INPUT |

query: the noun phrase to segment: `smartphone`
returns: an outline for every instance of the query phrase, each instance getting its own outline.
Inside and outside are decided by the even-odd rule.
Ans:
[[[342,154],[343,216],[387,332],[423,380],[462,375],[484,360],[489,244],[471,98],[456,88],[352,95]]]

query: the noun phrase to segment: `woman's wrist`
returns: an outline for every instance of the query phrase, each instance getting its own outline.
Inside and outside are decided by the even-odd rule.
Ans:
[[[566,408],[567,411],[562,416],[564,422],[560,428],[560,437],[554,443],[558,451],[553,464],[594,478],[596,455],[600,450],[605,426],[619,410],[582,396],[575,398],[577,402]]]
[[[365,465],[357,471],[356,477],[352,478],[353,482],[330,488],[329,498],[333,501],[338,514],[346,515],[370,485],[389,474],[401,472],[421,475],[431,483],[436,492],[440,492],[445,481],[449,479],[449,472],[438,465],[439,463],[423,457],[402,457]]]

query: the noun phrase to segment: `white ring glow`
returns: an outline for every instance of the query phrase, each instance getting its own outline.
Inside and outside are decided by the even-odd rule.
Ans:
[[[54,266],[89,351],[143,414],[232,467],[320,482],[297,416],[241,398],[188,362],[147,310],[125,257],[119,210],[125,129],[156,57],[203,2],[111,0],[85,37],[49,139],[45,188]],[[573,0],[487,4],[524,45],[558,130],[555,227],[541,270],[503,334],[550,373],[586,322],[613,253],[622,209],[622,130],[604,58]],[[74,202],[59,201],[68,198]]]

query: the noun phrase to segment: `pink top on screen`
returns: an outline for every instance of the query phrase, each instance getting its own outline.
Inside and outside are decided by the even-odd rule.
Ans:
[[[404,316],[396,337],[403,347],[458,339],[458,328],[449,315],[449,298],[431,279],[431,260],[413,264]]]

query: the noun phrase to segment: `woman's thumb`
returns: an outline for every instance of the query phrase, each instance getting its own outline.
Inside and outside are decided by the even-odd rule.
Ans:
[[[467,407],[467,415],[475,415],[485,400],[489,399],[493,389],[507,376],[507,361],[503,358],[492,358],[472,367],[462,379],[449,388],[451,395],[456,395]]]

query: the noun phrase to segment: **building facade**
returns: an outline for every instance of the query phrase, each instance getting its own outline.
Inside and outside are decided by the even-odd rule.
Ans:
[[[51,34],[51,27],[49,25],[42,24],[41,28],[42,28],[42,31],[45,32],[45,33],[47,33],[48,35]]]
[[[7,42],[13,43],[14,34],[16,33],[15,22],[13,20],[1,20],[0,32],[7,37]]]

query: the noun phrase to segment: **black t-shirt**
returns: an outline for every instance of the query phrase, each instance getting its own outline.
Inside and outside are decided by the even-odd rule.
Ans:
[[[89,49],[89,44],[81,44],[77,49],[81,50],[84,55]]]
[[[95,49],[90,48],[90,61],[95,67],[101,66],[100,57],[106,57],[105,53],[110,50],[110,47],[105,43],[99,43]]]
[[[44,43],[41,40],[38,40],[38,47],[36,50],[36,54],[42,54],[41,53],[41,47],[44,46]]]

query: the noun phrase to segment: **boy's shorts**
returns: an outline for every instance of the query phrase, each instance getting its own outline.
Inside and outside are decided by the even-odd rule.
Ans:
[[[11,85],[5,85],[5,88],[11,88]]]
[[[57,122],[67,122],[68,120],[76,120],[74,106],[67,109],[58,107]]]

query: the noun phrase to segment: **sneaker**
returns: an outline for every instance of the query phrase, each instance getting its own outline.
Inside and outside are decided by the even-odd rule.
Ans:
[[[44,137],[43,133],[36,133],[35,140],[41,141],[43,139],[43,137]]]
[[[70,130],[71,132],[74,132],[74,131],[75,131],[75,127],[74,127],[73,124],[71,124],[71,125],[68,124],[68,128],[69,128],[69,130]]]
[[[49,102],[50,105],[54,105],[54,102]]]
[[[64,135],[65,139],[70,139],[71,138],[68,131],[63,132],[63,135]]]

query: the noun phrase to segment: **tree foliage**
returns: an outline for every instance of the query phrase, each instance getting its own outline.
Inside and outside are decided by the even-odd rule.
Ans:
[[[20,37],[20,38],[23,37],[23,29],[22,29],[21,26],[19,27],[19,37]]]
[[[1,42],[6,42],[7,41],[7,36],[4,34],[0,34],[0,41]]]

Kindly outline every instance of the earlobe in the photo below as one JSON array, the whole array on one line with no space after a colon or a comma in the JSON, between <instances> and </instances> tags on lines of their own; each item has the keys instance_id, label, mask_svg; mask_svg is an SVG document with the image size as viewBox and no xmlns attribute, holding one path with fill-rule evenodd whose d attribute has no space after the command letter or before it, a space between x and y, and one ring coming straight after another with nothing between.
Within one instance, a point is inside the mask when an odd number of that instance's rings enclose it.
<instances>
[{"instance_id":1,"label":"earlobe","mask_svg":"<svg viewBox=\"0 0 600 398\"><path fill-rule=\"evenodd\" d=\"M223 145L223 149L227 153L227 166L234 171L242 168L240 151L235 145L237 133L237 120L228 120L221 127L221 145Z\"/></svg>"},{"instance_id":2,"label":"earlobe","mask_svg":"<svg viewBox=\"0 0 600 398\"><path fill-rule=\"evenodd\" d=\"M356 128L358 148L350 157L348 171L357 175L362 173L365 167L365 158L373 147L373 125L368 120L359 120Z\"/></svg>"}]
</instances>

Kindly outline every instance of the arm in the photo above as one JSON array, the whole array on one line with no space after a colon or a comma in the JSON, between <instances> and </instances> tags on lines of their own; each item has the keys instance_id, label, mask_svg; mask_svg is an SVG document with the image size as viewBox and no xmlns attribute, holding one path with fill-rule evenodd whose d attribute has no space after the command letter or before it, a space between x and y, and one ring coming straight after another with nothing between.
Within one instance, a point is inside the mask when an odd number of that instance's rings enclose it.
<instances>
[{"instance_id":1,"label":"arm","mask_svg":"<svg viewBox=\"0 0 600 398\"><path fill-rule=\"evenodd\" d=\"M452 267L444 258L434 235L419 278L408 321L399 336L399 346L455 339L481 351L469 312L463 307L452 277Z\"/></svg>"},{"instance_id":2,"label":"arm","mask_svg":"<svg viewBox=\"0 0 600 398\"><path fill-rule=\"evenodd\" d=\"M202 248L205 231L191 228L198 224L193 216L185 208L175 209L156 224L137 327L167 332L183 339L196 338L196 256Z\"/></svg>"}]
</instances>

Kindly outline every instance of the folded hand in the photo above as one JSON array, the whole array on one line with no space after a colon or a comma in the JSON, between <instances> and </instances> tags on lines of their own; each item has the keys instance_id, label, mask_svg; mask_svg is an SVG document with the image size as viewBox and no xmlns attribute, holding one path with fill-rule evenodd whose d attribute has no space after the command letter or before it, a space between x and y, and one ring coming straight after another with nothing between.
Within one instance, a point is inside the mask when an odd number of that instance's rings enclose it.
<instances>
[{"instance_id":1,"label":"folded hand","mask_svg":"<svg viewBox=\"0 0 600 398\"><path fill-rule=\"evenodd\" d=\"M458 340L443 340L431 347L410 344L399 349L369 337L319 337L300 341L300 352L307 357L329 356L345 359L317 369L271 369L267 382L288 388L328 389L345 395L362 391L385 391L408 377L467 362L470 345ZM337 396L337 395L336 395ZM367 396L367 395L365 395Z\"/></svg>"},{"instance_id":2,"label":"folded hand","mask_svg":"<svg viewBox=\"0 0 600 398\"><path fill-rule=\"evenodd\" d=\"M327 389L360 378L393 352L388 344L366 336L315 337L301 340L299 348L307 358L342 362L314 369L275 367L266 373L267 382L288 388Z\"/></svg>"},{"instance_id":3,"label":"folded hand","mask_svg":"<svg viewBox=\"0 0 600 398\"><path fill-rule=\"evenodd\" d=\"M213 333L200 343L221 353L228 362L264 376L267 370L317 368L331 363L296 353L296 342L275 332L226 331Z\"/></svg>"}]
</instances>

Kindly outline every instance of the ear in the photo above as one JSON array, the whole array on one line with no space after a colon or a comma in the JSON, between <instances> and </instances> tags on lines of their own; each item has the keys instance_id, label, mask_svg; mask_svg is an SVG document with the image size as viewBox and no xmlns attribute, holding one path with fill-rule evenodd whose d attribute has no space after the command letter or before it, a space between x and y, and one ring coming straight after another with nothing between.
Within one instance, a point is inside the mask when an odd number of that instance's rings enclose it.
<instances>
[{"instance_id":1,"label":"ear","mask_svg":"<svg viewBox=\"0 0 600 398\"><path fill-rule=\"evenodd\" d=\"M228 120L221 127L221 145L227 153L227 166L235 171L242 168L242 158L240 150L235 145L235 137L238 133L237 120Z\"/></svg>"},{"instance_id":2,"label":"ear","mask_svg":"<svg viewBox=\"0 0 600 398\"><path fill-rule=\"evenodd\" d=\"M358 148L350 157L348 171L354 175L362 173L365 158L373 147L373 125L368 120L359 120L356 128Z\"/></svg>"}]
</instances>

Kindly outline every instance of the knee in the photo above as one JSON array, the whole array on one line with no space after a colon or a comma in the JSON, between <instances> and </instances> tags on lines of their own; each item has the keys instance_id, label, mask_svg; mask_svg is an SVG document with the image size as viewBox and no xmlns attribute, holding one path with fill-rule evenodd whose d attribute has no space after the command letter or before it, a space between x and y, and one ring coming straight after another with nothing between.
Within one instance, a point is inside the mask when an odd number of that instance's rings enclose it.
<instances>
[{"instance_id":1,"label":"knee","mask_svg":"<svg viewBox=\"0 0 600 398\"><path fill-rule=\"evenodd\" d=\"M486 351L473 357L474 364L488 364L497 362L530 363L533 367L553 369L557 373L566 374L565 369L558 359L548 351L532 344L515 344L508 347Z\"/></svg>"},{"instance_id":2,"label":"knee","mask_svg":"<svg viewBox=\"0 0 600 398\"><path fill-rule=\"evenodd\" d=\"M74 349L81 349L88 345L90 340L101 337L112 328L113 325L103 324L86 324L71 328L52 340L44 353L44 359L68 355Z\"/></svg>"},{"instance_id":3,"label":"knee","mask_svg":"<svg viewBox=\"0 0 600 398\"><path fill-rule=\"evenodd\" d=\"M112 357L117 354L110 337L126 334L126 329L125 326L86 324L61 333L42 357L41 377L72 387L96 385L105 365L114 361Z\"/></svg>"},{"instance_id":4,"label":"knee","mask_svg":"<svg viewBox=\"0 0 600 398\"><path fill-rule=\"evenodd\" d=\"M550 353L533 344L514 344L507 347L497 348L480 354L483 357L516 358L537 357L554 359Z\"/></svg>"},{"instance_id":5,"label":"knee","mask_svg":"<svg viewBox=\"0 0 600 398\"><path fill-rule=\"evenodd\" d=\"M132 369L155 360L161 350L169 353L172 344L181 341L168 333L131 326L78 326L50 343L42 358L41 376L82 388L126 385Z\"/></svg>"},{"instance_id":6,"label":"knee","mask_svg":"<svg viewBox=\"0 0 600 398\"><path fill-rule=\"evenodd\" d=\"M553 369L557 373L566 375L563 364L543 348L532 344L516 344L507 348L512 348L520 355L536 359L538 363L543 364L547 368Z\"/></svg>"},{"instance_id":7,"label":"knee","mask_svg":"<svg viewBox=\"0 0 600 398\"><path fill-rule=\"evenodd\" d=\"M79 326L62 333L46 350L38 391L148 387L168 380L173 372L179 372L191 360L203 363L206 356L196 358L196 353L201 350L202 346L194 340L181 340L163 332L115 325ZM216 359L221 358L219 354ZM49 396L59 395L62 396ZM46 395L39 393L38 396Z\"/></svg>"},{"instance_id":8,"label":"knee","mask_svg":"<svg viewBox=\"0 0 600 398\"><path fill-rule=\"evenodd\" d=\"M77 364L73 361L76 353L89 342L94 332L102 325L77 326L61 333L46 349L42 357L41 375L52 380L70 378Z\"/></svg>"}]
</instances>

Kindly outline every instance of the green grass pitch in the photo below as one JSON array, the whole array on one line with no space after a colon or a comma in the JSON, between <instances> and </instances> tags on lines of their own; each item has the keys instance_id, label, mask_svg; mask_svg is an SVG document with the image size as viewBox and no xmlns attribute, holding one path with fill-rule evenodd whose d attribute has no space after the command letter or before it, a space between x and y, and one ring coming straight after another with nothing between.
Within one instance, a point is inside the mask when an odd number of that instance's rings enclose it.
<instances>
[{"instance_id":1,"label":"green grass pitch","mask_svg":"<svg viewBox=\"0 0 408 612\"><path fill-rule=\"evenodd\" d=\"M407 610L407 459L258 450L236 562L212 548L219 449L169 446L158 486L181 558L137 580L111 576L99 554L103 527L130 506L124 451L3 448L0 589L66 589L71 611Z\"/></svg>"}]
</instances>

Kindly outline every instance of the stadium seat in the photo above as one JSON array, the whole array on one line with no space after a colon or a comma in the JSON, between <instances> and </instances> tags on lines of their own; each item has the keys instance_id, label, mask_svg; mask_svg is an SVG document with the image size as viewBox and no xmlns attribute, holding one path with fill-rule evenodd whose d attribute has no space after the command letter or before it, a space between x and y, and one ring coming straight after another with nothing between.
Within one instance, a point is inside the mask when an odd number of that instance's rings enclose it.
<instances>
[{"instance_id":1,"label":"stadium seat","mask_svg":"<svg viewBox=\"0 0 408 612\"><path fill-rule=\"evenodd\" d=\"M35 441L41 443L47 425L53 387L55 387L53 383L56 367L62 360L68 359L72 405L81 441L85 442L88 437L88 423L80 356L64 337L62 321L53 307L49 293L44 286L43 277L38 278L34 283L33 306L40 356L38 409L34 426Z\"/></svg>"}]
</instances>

AIM OF THE EXERCISE | Return, from the entries, each line that holds "woman".

EXERCISE RESPONSE |
query: the noun phrase to segment: `woman's wrist`
query: the noun phrase to segment: `woman's thumb`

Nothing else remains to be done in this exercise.